## What this task involves
Reproduce verbatim the lines of the records, beginning with the line that contains "One point belongs on each instance of the water." and continuing through the final line of the records.

## Records to use
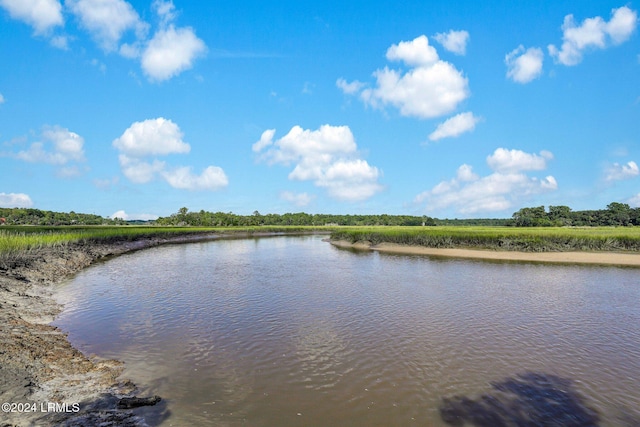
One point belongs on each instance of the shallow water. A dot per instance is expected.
(293, 331)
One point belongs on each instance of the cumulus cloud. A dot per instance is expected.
(142, 142)
(107, 20)
(327, 157)
(349, 88)
(42, 15)
(15, 200)
(170, 52)
(593, 33)
(455, 126)
(617, 172)
(139, 171)
(116, 26)
(129, 217)
(503, 160)
(430, 88)
(469, 193)
(211, 178)
(523, 65)
(634, 201)
(152, 137)
(454, 41)
(56, 146)
(298, 199)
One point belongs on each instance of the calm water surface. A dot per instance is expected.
(293, 331)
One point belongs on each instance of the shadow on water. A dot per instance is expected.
(526, 400)
(102, 412)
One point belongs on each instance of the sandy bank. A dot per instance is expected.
(38, 365)
(605, 258)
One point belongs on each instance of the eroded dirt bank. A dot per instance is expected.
(48, 381)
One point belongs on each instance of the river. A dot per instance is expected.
(293, 331)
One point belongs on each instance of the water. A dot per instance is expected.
(293, 331)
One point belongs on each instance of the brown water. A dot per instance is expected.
(291, 331)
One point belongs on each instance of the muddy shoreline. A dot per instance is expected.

## Solution to this problem
One point belongs on each instance of the water. A dot per instance is expected.
(293, 331)
One point belongs on each instance of the brown water. A dot per instance is expected.
(291, 331)
One point belongs on each instance of the muddy shoreline. A dot per instance is expected.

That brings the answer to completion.